DATA TO PROCESS:
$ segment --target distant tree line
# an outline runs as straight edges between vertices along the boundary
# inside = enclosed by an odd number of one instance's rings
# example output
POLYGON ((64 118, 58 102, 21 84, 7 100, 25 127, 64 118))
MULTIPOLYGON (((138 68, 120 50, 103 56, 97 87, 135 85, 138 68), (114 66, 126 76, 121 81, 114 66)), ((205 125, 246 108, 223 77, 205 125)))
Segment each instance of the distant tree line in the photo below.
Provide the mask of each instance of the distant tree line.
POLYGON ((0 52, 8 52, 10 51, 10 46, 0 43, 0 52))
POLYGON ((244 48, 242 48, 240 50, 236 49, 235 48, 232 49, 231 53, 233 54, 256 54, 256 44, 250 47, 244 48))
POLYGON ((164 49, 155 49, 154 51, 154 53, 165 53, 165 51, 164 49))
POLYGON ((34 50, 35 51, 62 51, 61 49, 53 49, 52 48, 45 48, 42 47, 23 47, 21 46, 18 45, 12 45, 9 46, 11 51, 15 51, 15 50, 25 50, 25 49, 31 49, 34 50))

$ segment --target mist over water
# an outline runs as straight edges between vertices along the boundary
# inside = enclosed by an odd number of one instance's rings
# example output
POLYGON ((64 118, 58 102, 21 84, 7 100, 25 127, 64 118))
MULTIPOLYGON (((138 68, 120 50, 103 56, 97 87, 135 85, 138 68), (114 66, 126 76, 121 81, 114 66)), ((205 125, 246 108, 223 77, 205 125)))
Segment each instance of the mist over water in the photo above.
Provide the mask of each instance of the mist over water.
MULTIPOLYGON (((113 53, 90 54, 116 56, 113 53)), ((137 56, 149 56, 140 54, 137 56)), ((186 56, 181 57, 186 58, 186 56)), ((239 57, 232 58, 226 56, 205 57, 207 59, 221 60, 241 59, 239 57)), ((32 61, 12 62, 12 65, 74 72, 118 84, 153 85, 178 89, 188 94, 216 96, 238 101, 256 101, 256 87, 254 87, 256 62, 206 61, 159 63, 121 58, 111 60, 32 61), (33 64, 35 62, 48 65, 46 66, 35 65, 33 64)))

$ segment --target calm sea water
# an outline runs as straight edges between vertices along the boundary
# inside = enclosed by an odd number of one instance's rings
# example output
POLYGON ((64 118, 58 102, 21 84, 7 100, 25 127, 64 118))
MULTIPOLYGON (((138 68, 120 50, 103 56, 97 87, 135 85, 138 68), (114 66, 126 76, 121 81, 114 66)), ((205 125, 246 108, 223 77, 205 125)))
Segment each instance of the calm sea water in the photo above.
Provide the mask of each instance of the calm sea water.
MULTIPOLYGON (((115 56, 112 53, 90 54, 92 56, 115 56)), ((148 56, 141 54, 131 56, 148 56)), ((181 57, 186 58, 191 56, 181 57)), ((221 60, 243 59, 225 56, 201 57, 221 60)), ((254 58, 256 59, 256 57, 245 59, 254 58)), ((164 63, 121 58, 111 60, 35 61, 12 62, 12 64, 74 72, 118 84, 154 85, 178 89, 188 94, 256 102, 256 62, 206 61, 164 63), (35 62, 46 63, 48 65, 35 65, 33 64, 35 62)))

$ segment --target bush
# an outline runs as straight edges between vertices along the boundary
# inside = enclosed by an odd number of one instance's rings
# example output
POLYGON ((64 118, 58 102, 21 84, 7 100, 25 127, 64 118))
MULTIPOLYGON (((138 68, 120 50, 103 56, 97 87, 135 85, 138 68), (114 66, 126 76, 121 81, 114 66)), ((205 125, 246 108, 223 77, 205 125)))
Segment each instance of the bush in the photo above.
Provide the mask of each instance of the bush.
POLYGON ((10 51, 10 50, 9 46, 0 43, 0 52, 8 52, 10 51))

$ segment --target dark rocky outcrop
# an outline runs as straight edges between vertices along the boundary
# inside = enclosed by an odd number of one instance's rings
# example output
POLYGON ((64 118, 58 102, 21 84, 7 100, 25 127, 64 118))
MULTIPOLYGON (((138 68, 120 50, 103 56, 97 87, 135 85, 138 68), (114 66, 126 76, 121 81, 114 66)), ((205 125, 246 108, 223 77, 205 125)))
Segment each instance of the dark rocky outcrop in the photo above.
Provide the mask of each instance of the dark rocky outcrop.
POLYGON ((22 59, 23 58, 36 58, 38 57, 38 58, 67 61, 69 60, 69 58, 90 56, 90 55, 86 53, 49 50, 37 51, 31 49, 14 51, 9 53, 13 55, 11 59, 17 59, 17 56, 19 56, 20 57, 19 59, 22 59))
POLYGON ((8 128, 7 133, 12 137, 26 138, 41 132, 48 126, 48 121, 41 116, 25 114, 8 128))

WHAT YOU HAVE TO DO: Please rewrite all the records above, replacing each "outline" with "contour" and leaving everything else unchanged.

CORRECT RESPONSE:
$ segment --target distant tree line
# an contour runs as straight edges between vertices along the boundary
# inside = enclosed by an odd number of one instance's rings
# example output
POLYGON ((64 118, 58 102, 21 84, 7 100, 25 127, 64 118))
MULTIPOLYGON (((138 68, 120 50, 103 56, 97 87, 135 85, 138 68), (114 66, 126 76, 121 81, 114 66)), ((205 125, 246 108, 223 77, 205 125)))
Segment each instance of the distant tree line in the photo below.
Provide the mask of each instance of the distant tree line.
POLYGON ((0 52, 8 52, 10 51, 10 46, 0 43, 0 52))
POLYGON ((244 48, 242 48, 240 50, 236 49, 235 48, 232 49, 231 53, 233 54, 256 54, 256 44, 250 47, 244 48))
POLYGON ((164 49, 155 49, 154 51, 154 53, 165 53, 165 51, 164 49))
POLYGON ((34 50, 35 51, 62 51, 61 49, 53 49, 52 48, 45 48, 42 47, 23 47, 21 46, 18 45, 12 45, 9 46, 11 51, 15 51, 15 50, 25 50, 25 49, 31 49, 34 50))

$ segment --target mist over water
# an contour runs as straight edges between vertices along the boundary
# inside = enclosed by an odd number of one instance's rings
# example output
POLYGON ((64 118, 58 102, 21 84, 7 100, 25 127, 64 118))
MULTIPOLYGON (((138 68, 120 50, 103 56, 97 87, 135 85, 138 68), (114 66, 126 76, 121 81, 114 66)), ((205 125, 246 108, 223 77, 205 125)))
Segment each instance of the mist over water in the photo above.
Provide the mask of each instance of the mist over water.
MULTIPOLYGON (((113 53, 90 54, 116 56, 113 53)), ((137 56, 149 56, 140 54, 137 56)), ((186 56, 181 57, 186 58, 186 56)), ((239 57, 232 58, 226 56, 205 57, 207 59, 221 60, 241 59, 239 57)), ((32 61, 12 62, 12 65, 74 72, 118 84, 153 85, 178 89, 188 94, 216 96, 238 101, 256 101, 256 87, 254 87, 256 62, 206 61, 159 63, 121 58, 111 60, 32 61), (33 64, 35 62, 48 65, 46 66, 35 65, 33 64)))

$ segment --target calm sea water
# an contour runs as straight edges between vertices along the boundary
# inside = enclosed by an odd number of one instance's rings
# example output
POLYGON ((64 118, 58 102, 21 84, 7 100, 25 127, 64 118))
MULTIPOLYGON (((138 68, 120 50, 103 56, 97 87, 135 85, 138 68), (114 66, 126 76, 121 81, 114 66)), ((205 125, 246 108, 223 77, 205 125)))
Segment each instance of the calm sea water in the photo above.
Provide the mask of each instance of the calm sea water.
MULTIPOLYGON (((115 56, 112 53, 90 54, 92 56, 115 56)), ((148 56, 141 54, 131 56, 148 56)), ((181 57, 186 58, 191 56, 181 57)), ((221 60, 243 59, 225 56, 201 57, 221 60)), ((254 58, 256 59, 256 57, 245 59, 254 58)), ((164 63, 121 58, 111 60, 35 61, 12 62, 12 64, 74 72, 118 84, 154 85, 178 89, 188 94, 256 102, 256 62, 206 61, 164 63), (35 62, 46 63, 48 65, 35 65, 33 64, 35 62)))

$ segment --target bush
# an contour runs as straight edges between vertices along the boundary
# inside = enclosed by an odd number of one instance's rings
# example output
POLYGON ((64 118, 58 102, 21 84, 7 100, 25 127, 64 118))
MULTIPOLYGON (((138 68, 120 50, 103 56, 97 87, 135 85, 138 68), (114 66, 126 76, 121 81, 114 66)), ((205 125, 246 108, 223 77, 205 125)))
Segment each instance of the bush in the photo above.
Provide the mask of each instance of the bush.
POLYGON ((10 51, 10 50, 9 46, 0 43, 0 52, 8 52, 10 51))

$ segment --target dark rocky outcrop
# an contour runs as straight edges between vertices along the boundary
# inside = enclosed by an odd number of one instance's rings
# example output
POLYGON ((64 118, 58 102, 21 84, 7 100, 25 127, 64 118))
MULTIPOLYGON (((138 68, 120 50, 103 56, 97 87, 135 85, 138 68), (114 66, 126 76, 121 81, 114 66)), ((205 125, 246 108, 223 77, 205 125)))
Segment each instance of the dark rocky outcrop in the photo above.
Provide the mask of each instance of the dark rocky outcrop.
POLYGON ((22 59, 23 58, 36 58, 38 57, 38 58, 67 61, 69 60, 69 58, 90 56, 90 55, 86 53, 49 50, 37 51, 31 49, 14 51, 9 53, 13 55, 11 59, 17 59, 17 56, 19 56, 20 57, 19 59, 22 59))
POLYGON ((8 128, 7 133, 12 137, 26 138, 41 132, 48 126, 48 121, 41 116, 25 114, 8 128))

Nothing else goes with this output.